▶ **Selected extract**
In a move that was framed at the time as a potential saving grace for the company, the Egyptian Iron and Steel Company transferred LE750 million in land assets and company shares to Banque Misr in June to settle US $59.6 million in outstanding debts owed to the bank over judicial disputes. Around $12 billion worth of the debt was waived entirely.

The General Union of Engineering, Metal and Electrical Workers sent an memo to the president, the prime minister, and the National Security Agency protesting the plan put forth by the Metallurgical Industries Holding Company. 

According to the memo, a copy of which Mada Masr has obtained, the Egyptian and Steel Company is worried that it will be “under the mercy of the company about to be created for crude ore” at a time when the former company was able to reduce its losses by 42 percent in the last fiscal year, due in large part to its development efforts and success in settling a big portion of its debts. 

Once a symbol of industrialization and a source of security for workers that no longer exists, the Egypitan Iron and Steel Company has become burdened with debt and has often met less than 30 percent of its annual production targets. A moratorium on new hires has come with the company’s fall from grace, and employment is no longer guaranteed after a longstanding apprenticeship program.

According to a Central Auditing Authority report on the company’s Fiscal Year 2018/19 financial statements, the deterioration reached a level at which “many production lines were halted repeatedly because of the aging machinery and equipment. The report notes that the rate of breakdowns and malfunctions reached 92 percent of all operating hours, up from 82 percent the previous year., 

In turn, the size of production from the fourth furnace, the only operating furnace of the four the company owns, fell to 166,533 tons of cast iron of the targeted 581,004 tons in 2018/2019.  Thus, actual production barely exceeded 28 percent of the targeted production — a significant decrease even from the previous year, when actual production had been 46 percent of its target.

Amendments to the public sector law, which President Abdel Fattah al-Sisi recently ratified, alter bonus schemes to tie workers’ payments more closely to company profits, bring management structures closer in line with the private sector, allow for company management to be contracted out to private sector consultants, and reduce worker representation on company boards.

Other amendments allow for the liquidation of companies where debts exceed half of the company’s capital, which has led to an outcry from the Egyptian Federation of Trade Unions Federation, which said that this would render around 50 state-owned companies viable for liquidation.

▶ **What is required**
According to the steel company excerpt, how many tons of cast iron did the fourth furnace produce in 2018/2019? The items are separate material with no tie to the steel company excerpt.

▶ **Record extracts**
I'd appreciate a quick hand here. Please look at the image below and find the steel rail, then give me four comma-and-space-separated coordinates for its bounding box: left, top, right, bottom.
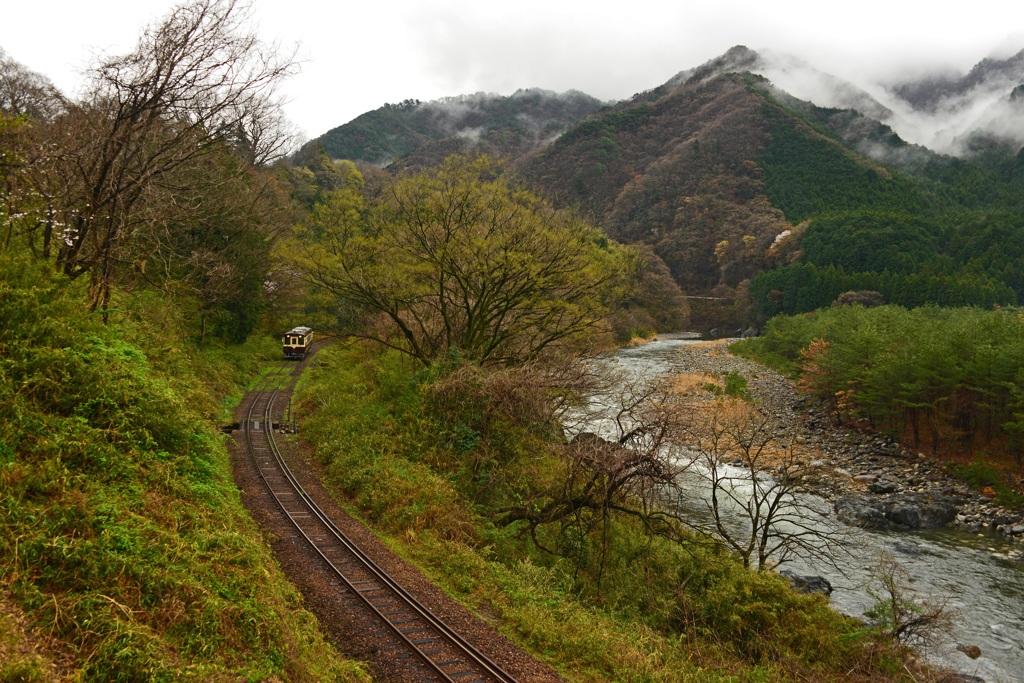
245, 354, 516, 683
---
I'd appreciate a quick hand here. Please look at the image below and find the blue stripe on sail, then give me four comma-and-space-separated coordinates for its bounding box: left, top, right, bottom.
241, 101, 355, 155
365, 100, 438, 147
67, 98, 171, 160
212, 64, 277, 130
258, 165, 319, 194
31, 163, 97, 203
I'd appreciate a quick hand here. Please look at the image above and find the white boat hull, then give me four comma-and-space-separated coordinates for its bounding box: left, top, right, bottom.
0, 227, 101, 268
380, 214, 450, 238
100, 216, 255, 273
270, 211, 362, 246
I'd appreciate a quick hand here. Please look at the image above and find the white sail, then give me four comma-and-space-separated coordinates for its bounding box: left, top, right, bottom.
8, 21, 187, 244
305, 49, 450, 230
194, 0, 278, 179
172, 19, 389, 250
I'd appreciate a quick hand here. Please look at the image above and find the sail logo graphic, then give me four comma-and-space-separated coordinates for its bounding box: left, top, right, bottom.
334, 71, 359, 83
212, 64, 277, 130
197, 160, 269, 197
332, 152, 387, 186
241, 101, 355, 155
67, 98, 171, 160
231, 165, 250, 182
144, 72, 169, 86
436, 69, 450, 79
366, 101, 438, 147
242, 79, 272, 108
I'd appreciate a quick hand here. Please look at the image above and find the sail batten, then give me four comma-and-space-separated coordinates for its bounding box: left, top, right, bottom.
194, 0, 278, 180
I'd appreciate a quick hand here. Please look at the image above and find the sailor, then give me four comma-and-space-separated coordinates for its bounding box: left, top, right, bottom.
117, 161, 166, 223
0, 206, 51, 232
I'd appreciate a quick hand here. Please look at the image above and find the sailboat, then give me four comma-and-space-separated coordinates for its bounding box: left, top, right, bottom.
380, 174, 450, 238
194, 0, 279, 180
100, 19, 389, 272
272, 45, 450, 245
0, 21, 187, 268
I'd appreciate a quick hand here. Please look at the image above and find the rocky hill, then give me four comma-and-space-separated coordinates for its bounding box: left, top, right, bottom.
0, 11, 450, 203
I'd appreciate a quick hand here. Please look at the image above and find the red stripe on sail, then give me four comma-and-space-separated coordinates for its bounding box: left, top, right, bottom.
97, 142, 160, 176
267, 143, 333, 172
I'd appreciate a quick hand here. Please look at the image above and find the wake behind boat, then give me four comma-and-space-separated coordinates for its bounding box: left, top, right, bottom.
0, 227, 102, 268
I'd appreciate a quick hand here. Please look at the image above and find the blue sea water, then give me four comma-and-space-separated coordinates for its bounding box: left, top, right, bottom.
==
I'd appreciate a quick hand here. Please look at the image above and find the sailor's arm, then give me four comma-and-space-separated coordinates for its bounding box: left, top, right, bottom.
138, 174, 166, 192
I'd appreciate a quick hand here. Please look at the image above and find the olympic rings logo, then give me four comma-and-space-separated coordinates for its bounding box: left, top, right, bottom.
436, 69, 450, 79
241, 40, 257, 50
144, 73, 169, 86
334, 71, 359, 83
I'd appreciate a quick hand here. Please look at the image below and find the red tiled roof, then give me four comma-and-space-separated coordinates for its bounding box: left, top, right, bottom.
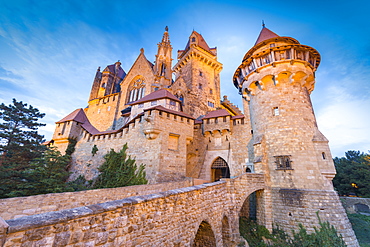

▶ **Exercise result**
166,533 tons